__Supplied text__:
....

Christine Zander is an American television writer and producer. She started writing for national television on NBC's Saturday Night Live (1986–1993).

Personal life 
Zander is the daughter of Marie Zander, who died in May 2001. She has one brother Ernie Zander.  She married actor and writer Mark Nutter in 1987, and together they had son Andrew Nutter. Nutter and Zander first met at the cabaret Cross-Currents in Chicago where they were both performing improvisational comedy, and Nutter also played keyboard for the Second City touring company. The couple relocated from Chicago to New York City when Zander was offered a position at Saturday Night Live in 1986. After seven years of working for Saturday Night Live, Mark Nutter and Zander relocated with their baby to Los Angeles for Nutter to find more opportunities as a writer. They have since divorced. She is in a relationship with the German comedian Dieter Hallervorden.

Career

Saturday Night Live 

Christine Zander joined the 1986 season of Saturday Night Live along with other famous comedy writers such as Kevin Nealon and Phil Hartman. The first sketch Zander was able to get on the air starred Bill Murray as the  one night stand of cast member Jan Hooks.  During her time there, she worked closely with Nora Dunn on various sketches. When Dunn left the show, she became very close with Julia Sweeney, helping her craft sketches for the famous character “Pat,” an androgynous and cripplingly awkward boss.  Zander and Sweeney later collaborated on a fictional biography for the character, It’s Pat! My Life Exposed, which was published by Hyperion in September 1992. Her favorite sketches to write on the show were “Pat,” “Attitudes” starring John Malcovich, and “Their Eyes Evolved to Be on Their Breasts,” which involved women who developed eyes on their breasts so as to better meet the male gaze.

....

__Information provided__:
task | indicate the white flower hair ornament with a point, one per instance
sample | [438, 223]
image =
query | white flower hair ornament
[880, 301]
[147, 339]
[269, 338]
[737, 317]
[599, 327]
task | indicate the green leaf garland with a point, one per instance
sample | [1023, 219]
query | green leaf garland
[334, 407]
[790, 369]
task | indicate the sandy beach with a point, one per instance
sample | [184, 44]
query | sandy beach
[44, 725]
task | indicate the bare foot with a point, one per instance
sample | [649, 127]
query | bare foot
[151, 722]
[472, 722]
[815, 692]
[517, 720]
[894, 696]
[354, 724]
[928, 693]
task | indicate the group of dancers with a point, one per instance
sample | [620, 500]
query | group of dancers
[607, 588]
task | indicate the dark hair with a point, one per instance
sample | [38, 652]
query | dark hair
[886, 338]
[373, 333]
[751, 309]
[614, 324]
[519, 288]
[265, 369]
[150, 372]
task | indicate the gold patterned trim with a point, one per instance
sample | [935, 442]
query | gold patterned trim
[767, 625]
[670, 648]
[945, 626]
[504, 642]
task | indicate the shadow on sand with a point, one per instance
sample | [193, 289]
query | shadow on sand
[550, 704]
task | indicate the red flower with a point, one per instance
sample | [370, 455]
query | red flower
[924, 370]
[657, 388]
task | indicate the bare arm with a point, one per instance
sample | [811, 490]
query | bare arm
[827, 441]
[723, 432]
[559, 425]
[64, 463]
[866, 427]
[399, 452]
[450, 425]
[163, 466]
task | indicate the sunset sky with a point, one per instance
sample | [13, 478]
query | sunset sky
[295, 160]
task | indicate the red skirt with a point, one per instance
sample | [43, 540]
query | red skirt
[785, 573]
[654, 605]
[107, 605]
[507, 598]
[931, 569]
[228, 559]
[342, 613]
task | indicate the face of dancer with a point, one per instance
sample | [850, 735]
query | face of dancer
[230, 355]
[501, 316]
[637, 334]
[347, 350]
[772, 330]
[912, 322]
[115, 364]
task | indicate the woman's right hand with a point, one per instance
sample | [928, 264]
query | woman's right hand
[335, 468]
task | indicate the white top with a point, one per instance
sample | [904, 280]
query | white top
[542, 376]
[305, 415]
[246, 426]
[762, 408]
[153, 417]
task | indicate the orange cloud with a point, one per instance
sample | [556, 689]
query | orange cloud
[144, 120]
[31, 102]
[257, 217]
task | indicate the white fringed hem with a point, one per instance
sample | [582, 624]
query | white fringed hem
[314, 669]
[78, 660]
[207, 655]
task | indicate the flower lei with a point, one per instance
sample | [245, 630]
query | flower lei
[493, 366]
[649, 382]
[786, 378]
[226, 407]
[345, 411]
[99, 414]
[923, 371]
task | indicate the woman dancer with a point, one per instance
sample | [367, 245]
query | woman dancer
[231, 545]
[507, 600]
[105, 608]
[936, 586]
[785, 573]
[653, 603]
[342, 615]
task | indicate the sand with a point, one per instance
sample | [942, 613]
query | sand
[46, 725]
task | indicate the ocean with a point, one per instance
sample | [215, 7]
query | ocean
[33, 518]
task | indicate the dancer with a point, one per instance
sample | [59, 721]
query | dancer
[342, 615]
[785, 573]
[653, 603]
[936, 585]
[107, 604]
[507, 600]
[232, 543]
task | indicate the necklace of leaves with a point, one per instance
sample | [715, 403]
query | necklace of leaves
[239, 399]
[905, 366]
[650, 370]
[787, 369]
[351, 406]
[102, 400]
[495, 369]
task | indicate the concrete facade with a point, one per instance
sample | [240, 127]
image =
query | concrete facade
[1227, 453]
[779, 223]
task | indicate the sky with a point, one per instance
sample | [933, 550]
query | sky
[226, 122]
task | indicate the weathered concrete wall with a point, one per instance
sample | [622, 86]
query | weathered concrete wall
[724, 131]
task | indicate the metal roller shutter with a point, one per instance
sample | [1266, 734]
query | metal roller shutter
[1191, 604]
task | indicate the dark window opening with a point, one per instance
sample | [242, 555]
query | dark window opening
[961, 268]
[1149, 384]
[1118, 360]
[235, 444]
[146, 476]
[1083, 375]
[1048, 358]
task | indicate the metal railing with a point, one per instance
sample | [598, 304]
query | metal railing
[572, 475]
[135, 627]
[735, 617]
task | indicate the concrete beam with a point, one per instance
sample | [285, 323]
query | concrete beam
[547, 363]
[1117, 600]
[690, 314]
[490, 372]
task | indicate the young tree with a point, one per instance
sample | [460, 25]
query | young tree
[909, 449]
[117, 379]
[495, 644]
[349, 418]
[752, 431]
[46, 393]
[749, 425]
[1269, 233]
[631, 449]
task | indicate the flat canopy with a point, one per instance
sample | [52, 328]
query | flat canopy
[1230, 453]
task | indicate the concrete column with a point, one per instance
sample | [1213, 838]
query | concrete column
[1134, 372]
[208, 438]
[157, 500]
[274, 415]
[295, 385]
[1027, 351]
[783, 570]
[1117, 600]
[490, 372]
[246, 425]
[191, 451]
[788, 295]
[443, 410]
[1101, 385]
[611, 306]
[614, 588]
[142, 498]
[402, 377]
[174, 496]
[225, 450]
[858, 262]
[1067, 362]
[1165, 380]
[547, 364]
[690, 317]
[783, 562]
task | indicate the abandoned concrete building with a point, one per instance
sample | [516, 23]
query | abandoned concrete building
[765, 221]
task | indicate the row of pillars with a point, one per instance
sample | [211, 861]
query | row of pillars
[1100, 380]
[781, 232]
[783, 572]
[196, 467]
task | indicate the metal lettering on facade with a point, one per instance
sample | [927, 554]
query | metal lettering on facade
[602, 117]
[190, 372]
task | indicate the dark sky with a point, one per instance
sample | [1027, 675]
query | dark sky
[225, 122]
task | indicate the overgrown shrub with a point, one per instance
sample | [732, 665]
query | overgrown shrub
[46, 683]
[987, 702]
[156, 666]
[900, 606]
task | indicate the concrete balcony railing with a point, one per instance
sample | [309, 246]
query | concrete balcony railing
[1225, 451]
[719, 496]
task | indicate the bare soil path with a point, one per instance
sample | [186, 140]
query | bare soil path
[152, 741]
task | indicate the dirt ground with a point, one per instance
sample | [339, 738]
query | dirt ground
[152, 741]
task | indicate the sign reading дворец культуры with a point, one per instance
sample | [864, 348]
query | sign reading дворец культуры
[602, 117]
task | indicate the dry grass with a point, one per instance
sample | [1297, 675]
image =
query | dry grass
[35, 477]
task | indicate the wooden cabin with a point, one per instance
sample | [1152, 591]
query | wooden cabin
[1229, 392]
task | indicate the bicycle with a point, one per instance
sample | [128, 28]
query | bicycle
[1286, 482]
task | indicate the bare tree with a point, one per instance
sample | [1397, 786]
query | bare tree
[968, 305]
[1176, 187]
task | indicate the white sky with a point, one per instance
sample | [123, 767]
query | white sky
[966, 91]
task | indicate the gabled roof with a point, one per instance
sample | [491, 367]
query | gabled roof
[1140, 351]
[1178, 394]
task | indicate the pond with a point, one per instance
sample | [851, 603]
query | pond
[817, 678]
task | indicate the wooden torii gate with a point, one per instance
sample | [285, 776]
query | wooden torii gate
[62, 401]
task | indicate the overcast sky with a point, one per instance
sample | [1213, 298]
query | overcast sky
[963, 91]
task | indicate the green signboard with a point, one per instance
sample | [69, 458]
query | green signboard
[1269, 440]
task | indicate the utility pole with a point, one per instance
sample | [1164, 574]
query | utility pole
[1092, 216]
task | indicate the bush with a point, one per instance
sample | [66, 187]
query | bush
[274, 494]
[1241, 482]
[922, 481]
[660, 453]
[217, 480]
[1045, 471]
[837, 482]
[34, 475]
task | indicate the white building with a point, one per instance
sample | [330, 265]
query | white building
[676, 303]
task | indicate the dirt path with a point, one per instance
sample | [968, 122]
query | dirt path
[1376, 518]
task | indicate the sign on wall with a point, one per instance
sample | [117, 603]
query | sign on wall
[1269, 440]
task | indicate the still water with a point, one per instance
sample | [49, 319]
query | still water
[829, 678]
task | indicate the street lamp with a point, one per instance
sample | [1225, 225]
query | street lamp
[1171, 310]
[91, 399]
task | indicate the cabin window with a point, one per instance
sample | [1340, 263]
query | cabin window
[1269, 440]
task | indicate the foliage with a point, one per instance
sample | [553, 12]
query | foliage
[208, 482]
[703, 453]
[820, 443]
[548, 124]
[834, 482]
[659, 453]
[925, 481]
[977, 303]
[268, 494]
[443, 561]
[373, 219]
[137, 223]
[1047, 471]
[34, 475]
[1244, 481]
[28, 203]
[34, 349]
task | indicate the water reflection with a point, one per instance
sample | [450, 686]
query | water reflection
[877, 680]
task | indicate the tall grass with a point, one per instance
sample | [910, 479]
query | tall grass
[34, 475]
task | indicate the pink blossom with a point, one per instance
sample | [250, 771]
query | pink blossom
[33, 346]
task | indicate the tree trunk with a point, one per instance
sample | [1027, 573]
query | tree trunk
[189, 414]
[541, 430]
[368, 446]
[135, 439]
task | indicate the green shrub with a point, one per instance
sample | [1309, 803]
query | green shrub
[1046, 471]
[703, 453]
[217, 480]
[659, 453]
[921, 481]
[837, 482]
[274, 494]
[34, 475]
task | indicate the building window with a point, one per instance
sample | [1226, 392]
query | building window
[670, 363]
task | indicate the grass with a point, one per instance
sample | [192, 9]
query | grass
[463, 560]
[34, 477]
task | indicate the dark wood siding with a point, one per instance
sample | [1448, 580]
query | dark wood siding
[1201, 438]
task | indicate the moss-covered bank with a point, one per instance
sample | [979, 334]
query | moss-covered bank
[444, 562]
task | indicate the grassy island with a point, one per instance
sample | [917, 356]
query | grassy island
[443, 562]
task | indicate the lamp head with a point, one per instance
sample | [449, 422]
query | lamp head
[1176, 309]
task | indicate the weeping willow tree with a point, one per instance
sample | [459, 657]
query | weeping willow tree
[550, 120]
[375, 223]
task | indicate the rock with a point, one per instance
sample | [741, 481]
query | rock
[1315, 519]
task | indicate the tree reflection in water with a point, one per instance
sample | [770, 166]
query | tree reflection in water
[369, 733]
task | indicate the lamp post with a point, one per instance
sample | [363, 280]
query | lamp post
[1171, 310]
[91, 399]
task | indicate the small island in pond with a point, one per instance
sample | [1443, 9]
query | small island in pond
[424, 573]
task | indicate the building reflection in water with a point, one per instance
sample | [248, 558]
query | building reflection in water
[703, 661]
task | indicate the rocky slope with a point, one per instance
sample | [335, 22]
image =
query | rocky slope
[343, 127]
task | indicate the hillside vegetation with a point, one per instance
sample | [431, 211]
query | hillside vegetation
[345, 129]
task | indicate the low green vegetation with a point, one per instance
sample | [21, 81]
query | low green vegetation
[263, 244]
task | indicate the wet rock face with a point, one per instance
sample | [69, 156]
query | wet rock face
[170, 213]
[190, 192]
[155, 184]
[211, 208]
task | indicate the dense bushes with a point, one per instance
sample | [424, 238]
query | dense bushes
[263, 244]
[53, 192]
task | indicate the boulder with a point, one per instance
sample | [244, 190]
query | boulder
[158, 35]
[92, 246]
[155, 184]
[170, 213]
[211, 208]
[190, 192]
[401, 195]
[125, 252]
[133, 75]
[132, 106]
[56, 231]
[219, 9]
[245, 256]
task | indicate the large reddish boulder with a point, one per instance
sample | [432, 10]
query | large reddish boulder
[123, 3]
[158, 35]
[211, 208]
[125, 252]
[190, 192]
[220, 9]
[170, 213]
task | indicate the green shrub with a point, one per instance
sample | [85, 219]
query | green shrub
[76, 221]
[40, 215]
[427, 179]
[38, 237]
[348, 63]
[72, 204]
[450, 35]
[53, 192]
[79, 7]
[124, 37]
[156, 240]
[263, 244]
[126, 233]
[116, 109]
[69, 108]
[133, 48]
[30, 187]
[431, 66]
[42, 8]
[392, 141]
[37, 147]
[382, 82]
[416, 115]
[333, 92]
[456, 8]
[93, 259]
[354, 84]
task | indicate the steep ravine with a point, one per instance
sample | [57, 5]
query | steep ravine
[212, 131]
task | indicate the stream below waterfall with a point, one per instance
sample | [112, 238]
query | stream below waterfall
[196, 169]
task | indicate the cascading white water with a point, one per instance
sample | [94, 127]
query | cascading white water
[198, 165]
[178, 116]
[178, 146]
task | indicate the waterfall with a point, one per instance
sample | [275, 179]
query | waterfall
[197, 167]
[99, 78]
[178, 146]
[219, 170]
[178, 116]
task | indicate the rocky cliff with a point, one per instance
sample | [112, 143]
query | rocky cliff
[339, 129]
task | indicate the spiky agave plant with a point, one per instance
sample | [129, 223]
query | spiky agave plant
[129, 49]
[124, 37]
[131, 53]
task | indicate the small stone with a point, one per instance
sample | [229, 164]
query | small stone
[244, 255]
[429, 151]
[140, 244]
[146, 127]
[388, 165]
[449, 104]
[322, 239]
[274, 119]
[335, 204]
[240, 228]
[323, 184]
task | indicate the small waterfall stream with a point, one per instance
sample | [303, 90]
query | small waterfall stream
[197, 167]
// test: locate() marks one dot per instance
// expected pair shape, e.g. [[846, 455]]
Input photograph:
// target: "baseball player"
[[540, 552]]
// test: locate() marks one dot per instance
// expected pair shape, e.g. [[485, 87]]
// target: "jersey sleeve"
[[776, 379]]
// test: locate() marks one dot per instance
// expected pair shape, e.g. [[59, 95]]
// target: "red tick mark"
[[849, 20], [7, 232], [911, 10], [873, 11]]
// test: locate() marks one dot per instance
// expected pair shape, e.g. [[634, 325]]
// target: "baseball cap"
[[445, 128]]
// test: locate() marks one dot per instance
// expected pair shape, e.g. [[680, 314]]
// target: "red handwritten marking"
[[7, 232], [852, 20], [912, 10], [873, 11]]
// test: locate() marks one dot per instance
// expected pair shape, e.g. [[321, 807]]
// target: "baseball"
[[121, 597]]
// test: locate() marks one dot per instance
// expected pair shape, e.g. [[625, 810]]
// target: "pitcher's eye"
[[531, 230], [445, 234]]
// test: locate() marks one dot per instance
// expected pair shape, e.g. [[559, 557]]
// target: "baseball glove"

....

__Problems and tasks__:
1 > Repeat the passage of the Christine Zander text starting with "Personal life" and going on through "comedian Dieter Hallervorden.".
2 > Summarize the Christine Zander text in two sentences.
The listing above is separate from the Christine Zander text.

__Responses per task__:
1 >
Personal life 
Zander is the daughter of Marie Zander, who died in May 2001. She has one brother Ernie Zander.  She married actor and writer Mark Nutter in 1987, and together they had son Andrew Nutter. Nutter and Zander first met at the cabaret Cross-Currents in Chicago where they were both performing improvisational comedy, and Nutter also played keyboard for the Second City touring company. The couple relocated from Chicago to New York City when Zander was offered a position at Saturday Night Live in 1986. After seven years of working for Saturday Night Live, Mark Nutter and Zander relocated with their baby to Los Angeles for Nutter to find more opportunities as a writer. They have since divorced. She is in a relationship with the German comedian Dieter Hallervorden.

2 > Christine Zander is an American television writer and producer who began writing for national television on NBC's Saturday Night Live (1986–1993), where she worked closely with Nora Dunn and later helped Julia Sweeney craft sketches for the character "Pat." She married actor and writer Mark Nutter in 1987 and had a son, Andrew, with him, and the couple moved from Chicago to New York City and later to Los Angeles before divorcing.